* [Excerpt]
--- --- ---

I’m telling myself that I don’t need my pity, my approval, or my understanding, and I’m glad, because I don’t have any of that. I don’t pity myself. I probably should, but I don’t. Sometimes I feel like a robot, a robot that was broken and had an amateur repair that really didn’t fix the problem. Humpty Dumpty was me 15 years ago. All the kings horses and all the kings men was a group of kids and an old lady who drove me to the hospital. Humpty Dumpty had a great fall. They got me together again, but the wires were mixed up and tangled, and I’ve been trying to untangle them ever since. Why write about it? I don’t really know the answer to that, but I’ve always loved tragedies, and writing about my life feels like I’m talking about the poorest tragedy I’ve ever tried to frame. And it’s taking too long. And living seems to be a procession of lost and found and lost again.

--- --- ---

* [Given records]
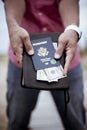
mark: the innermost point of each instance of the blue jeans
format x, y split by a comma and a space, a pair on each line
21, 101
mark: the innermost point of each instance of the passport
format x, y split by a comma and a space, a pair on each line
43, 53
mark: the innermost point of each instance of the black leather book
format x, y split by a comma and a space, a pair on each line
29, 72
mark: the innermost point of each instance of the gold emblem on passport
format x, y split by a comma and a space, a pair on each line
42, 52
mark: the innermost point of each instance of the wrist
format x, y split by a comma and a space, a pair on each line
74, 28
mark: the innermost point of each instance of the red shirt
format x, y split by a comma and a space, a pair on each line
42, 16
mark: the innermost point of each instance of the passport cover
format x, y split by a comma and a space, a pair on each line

--- --- ---

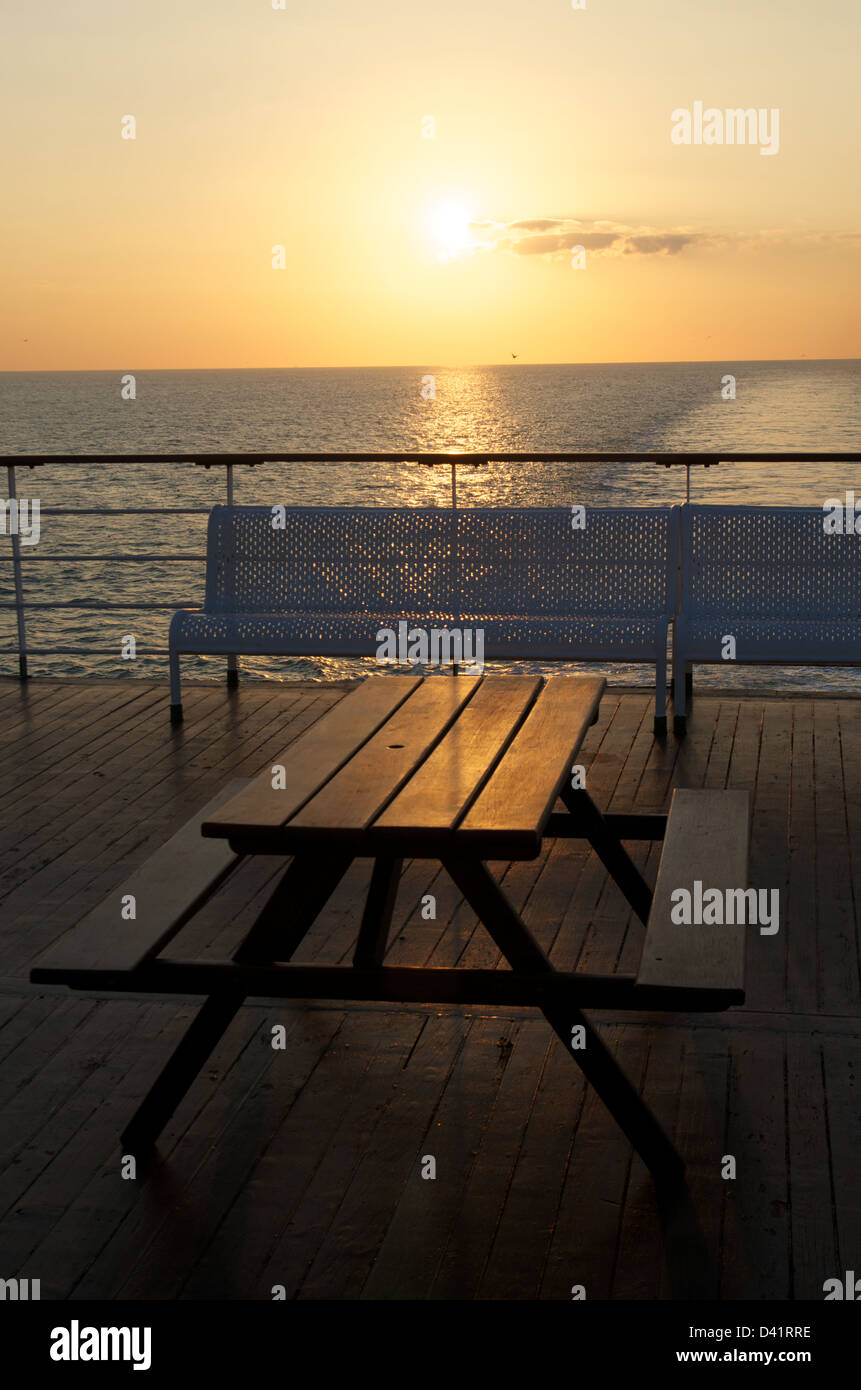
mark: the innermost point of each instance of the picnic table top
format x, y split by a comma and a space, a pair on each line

--- --- ---

* [Instructions]
(a) According to the passage, how long ago was the writer Humpty Dumpty?
(b) Reproduce the passage word for word, starting at the words "I’m telling myself" and stopping after "and lost again.".
The listing is separate material and has no connection to the passage.

* [Answer section]
(a) 15 years ago.

(b)
I’m telling myself that I don’t need my pity, my approval, or my understanding, and I’m glad, because I don’t have any of that. I don’t pity myself. I probably should, but I don’t. Sometimes I feel like a robot, a robot that was broken and had an amateur repair that really didn’t fix the problem. Humpty Dumpty was me 15 years ago. All the kings horses and all the kings men was a group of kids and an old lady who drove me to the hospital. Humpty Dumpty had a great fall. They got me together again, but the wires were mixed up and tangled, and I’ve been trying to untangle them ever since. Why write about it? I don’t really know the answer to that, but I’ve always loved tragedies, and writing about my life feels like I’m talking about the poorest tragedy I’ve ever tried to frame. And it’s taking too long. And living seems to be a procession of lost and found and lost again.